Texte retenu =
╔══
Saint Dominique à Toulouse

Saint Dominique - Cathédrale Saint Etienne de ToulouseToulouse, pour l'Ordre des Frères Prêcheurs, jouit d'un triple privilège ; celui de posséder, dans la maison de Pierre Seilan, le lieu de mémoire de la fondation de l'ordre par Saint Dominique en personne ; celui de garder le corps de Saint Thomas d'Aquin, dans l'église des Jacobins que le pape Urbain V lui avait choisi pour reliquaire monumental ; celui de conserver aux Jacobins, le souvenir de Sébastien Michaelis, dont la réforme qu'il impulsa au début du XVII° siècle fit de notre ville, pour la seconde fois, le berceau de l'Ordre.


Don de la règle à Saint Dominique par le pape - Institut Catholique de Toulouse

Paradoxalement, Toulouse berceau de l'Ordre des Frères Prêcheurs, a peu connu Saint Dominique. Il y est d'abord venu d'avril 1210 à mai 1211 pour soutenir l'évèque Foulques (1206-1231). Il y a fondé la première maison dominicaine en avril 1215 et s'en est éloigné à l'automne de la même année pour assister au III° Concile de Latran. Il est revenu à Toulouse en mai 1216 et y a décidé d'adopter la règle de Saint Augustin pour l'ordre qu'il venait de fonder. Peu après, en juillet, le chapitre de la cathédrale Saint Etienne confiait le prieuré Saint Romain à la jeune communauté dominicaine de Toulouse. En octobre 1216, Dominique reprit le chemin de Rome et ne revint plus jamais à Toulouse. Il mourut à Bologne en 1221.


Maison Seilhan à Toulouse

Le 25 avril 1215, Dominique reçut de Pierre, fils du viguier Bernard Seilan, des maisons " hautes et nobles " pour y installer ses frères prédicateurs. Sous réserve d'une étude archéologique très sérieuse, disons que ces constructions correspondent à l'immeuble portant actuellement le n° 7 de la Place du Parlement. Aussitôt, le fils du viguier, Pierre, devint le premier disciple de Saint Dominique.

En juin 1216, à la suite de la bataille de Muret (1213), du démantellement des remparts de Toulouse par Simon de Montfort (1215), l'évêque de Toulouse, sentant que la situation devenait dangereuse pour les prêcheurs, leur proposa le service de la chapelle du prieuré Saint Romain, sur le territoire paroissial de la cathédrale. Et ainsi, en août 1216, les frères déménagèrent à Saint Romain sans toutefois perdre la propriété de la maison Seilan.


L'église : la construction

Lorsque commencèrent en 1230 les travaux du nouveau couvent qui devait recevoir plus tard le nom de Jacobins, les prêcheurs abandonnèrent définitivement le prieuré Saint Romain

En dépit de sa magnifique apparence, l'église résulte d'une série de quatre campagnes de construction et de remaniements étalés sur plus d'un siècle.

Première campagne (1230-1234)

- en 1230, construction d'une église à deux nefs inégales, divisée en six travées par cinq piliers carrés et deux piliers adossés, l'un au chevet, l'autre au revers de la façade occidentale. Cette grande salle rectangulaire de 22x46 m et 13.6m de hauteur était seulement charpentée. Sa façade ouest forme la partie inférieure de la façade occidentale actuelle.
╚══
Consignes =
a) Convertis en CSV à deux colonnes, texte et reponse, la partie de la liste allant de la ligne contenant "Could you point to the red" jusqu'à la fin de la liste. Chaque rangée associe un texte de la liste à sa réponse, chacun dans un seul champ entre guillemets, les sauts de ligne remplacés par des espaces.
b) Poursuis le texte sur saint Dominique à Toulouse à partir de l'endroit où il s'arrête.
Ce texte est sans rapport avec la liste.

Liste fournie =
╔══
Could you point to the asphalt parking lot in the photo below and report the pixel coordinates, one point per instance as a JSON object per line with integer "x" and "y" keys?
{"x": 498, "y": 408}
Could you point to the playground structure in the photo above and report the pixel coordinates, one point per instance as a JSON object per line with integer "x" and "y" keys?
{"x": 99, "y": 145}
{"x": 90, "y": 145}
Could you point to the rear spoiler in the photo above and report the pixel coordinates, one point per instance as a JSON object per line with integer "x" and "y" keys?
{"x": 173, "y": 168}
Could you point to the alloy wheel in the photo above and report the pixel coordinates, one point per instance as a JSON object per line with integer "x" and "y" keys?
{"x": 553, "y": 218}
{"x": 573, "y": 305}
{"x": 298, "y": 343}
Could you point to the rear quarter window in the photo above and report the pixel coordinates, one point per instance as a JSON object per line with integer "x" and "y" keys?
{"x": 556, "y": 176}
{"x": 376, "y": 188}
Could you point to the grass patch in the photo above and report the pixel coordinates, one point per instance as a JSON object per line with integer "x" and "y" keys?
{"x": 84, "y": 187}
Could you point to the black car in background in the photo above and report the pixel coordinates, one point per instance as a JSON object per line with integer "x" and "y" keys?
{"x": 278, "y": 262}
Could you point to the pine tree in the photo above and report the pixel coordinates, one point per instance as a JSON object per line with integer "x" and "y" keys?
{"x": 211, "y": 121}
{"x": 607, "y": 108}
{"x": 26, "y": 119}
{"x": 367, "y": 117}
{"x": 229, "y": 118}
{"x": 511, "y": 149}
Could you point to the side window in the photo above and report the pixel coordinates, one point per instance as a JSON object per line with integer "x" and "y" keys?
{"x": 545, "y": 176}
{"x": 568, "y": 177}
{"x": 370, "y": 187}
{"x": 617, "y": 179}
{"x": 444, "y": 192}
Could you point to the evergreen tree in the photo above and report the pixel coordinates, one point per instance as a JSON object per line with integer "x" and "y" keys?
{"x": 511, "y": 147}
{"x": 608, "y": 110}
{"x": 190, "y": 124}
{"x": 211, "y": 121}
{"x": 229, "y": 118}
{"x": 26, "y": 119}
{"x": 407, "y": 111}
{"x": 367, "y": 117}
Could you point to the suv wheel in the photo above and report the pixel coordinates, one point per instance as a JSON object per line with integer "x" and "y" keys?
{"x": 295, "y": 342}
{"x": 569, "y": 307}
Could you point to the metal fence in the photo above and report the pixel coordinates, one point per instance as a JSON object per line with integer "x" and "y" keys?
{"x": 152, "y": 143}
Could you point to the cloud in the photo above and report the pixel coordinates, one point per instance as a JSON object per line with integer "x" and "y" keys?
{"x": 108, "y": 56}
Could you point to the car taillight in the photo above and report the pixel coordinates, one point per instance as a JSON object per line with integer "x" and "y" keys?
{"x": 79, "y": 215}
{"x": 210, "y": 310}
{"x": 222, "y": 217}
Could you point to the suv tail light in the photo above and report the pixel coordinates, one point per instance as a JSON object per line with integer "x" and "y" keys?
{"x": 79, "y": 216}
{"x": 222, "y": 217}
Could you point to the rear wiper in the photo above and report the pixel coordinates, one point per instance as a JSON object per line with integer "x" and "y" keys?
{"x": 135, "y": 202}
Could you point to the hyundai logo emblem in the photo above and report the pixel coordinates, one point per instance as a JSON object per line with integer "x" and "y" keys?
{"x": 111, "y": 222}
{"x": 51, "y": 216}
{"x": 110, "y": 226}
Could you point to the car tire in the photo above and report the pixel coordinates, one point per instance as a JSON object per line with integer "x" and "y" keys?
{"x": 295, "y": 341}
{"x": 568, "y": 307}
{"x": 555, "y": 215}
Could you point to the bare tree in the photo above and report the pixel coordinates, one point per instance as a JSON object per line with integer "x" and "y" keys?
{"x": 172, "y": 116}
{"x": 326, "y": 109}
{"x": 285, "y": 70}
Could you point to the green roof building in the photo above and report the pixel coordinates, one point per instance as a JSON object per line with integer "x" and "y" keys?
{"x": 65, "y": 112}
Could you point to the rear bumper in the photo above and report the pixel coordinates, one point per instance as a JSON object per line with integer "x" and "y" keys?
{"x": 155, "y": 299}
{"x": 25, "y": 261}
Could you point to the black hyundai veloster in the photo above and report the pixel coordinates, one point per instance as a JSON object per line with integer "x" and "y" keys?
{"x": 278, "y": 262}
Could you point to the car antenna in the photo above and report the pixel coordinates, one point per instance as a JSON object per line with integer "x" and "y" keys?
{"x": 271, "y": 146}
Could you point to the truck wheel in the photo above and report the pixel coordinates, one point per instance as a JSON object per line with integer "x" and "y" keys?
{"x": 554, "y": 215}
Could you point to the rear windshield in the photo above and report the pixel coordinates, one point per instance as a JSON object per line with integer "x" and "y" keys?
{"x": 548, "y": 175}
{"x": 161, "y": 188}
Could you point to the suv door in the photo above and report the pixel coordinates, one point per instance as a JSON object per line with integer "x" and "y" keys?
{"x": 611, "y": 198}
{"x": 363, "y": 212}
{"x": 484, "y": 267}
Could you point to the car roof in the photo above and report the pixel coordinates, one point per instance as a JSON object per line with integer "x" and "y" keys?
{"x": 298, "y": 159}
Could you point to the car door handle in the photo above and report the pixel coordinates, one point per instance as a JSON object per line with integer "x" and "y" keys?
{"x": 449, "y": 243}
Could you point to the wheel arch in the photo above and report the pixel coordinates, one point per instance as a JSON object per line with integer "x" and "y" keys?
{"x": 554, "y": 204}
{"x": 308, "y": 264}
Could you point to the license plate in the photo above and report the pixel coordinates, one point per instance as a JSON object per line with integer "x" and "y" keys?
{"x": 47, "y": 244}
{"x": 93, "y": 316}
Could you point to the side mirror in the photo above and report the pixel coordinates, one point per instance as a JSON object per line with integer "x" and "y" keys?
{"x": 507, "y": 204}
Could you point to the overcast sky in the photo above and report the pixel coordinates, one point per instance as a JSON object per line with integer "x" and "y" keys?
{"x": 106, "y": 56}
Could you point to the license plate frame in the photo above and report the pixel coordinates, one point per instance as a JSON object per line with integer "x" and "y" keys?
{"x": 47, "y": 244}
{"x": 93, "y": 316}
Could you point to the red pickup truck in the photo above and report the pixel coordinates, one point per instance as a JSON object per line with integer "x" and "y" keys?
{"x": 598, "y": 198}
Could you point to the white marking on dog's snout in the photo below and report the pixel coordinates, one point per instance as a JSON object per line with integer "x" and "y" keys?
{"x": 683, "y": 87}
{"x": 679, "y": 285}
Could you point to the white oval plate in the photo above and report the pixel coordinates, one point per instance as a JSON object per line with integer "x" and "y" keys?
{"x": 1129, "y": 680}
╚══
Réponses attendues =
a)
texte,reponse
"Could you point to the red pickup truck in the photo above and report the pixel coordinates, one point per instance as a JSON object per line with integer ""x"" and ""y"" keys?","{""x"": 598, ""y"": 198}"
"Could you point to the white marking on dog's snout in the photo below and report the pixel coordinates, one point per instance as a JSON object per line with integer ""x"" and ""y"" keys?","{""x"": 683, ""y"": 87} {""x"": 679, ""y"": 285}"
"Could you point to the white oval plate in the photo above and report the pixel coordinates, one point per instance as a JSON object per line with integer ""x"" and ""y"" keys?","{""x"": 1129, ""y"": 680}"

b)
Deuxième campagne (1245-1252)

- en 1245-1252, agrandissement vers l'est par construction d'un chevet de deux travées couvertes d'arcs diaphragmes et d'une abside polygonale. le cloître est mis en chantier.

Troisième campagne (1275-1292)

"Palmier" des Jacobins

Il est vraiment regrettable qu'aucun historien n'ait conservé le nom du génial architecte qui réussit à donner au chevet son voûtement définitif, au cours de cette troisième campagne. En dépit de nombreux tâtonnements, il eut le mérite de concevoir une élévation d'une extraordinaire hardiesse, dont l'harmonie n'a pas eu d'équivalent dans toute l'architecture gothique.

"Palmier" des Jacobins

En effet, après avoir renoncé à une formule de voûte qui aurait fait rayonner les nervures seulement sur demi-cercle (sur les sept chapelles rayonnantes), il semble qu'il déplaça la dernière colonne de 2,50 m vers l'Est et engloba le voûtement de la dernière travée à celui de l'ensemble de l'abside. Sur cette colonne, il lança une voûte étoilée à onze divisions triangulaires, recoupées de lignes bissectrices. Cette disposition entraîna donc la mise en place de onze clés de voûte et vingt-deux arcs ogifs (soient onze arcs doubleaux et onze liernes).

Vue de la nef au soleil

Le résultat est stupéfiant : toute la voûte du chevet « tourne » dans sa totalité autour d'une seule colonne, que les Toulousains ont baptisée « palmier des Jacobins ».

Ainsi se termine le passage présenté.